Authors: Janez Lapajne*, Andrej Vončina, Ana Vojnović, Daša Donša, Peter Dolničar and Uroš Žibrat
Keywords: Multispectral imaging; potato research; machine learning; interpretability techniques.
Published In: CEA
Publication Date: Dec, 2024


field Figure 1: Potato field with GCPs, blocks and microplots labeled.



pipeline Figure 2: Processing pipeline. Red rectangles signify the five stages, delineating steps based on their functionality. Yellow bubbles, sequentially numbered, represent individual steps. Brief input and output descriptions accompany each stage on the right. Blue, curved feedback arrows indicate optional backtracking through saved logs and artifacts.



results Figure 3: Detection of early blight: a) Mean reflectance of either infestation condition; b) SHAP bar plot. Classification of varieties: c) Mean reflectance per variety; d) SHAP bar plot, where each bar’s color corresponds to the contribution of the respective variety. In both cases, the reflectance’s mean value and standard deviation are represented with solid line and ribbon, respectively. Larger values in SHAP bar plots indicate features that contribute more information. Different features are colorcoded for easy identification: non-modified reflectance values (black), automatically generated features (green), and calculated spectral indices (red).

※

* EXERCISES *
A - Copy the stretch from "results Figure 3: Detection" through "spectral indices (red)." in the potato imaging page word for word.
B - In the potato imaging page, which color marks the calculated spectral indices in the SHAP bar plots?

※

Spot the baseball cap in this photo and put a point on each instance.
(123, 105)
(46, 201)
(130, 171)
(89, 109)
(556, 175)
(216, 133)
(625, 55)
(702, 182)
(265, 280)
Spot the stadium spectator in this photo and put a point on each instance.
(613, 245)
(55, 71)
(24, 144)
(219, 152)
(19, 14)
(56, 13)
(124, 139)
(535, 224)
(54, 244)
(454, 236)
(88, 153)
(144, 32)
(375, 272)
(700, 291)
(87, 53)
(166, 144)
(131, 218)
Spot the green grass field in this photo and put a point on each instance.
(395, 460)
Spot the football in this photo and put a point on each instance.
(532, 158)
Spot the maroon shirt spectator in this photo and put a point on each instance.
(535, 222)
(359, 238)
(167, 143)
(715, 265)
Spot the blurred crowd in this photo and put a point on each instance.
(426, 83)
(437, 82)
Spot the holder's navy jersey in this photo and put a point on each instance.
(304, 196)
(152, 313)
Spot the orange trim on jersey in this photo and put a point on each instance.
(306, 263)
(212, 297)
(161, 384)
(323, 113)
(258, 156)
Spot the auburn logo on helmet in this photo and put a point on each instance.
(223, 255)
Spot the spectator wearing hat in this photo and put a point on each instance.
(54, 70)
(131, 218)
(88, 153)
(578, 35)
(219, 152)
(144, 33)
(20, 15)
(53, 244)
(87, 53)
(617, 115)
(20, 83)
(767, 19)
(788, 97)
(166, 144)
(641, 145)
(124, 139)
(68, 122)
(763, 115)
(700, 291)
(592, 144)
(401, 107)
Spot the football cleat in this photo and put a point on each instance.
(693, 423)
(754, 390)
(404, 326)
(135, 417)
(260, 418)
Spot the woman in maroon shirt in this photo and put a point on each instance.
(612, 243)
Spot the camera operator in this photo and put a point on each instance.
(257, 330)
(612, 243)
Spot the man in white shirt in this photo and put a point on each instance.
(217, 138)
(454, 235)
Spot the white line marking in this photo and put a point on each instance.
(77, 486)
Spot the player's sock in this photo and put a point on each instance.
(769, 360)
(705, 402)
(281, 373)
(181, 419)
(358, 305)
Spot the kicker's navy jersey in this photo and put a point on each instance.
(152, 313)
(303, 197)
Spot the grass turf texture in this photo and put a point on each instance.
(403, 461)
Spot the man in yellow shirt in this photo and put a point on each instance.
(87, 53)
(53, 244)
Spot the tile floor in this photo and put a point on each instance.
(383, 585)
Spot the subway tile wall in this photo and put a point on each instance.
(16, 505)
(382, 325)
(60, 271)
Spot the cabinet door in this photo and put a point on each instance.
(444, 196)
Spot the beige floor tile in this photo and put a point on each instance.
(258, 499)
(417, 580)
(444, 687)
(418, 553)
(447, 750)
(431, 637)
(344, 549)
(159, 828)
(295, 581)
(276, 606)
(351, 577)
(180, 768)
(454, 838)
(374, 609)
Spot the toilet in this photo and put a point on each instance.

※

* RESPONSES PER TASK *
A -
results Figure 3: Detection of early blight: a) Mean reflectance of either infestation condition; b) SHAP bar plot. Classification of varieties: c) Mean reflectance per variety; d) SHAP bar plot, where each bar’s color corresponds to the contribution of the respective variety. In both cases, the reflectance’s mean value and standard deviation are represented with solid line and ribbon, respectively. Larger values in SHAP bar plots indicate features that contribute more information. Different features are colorcoded for easy identification: non-modified reflectance values (black), automatically generated features (green), and calculated spectral indices (red).

B - Red.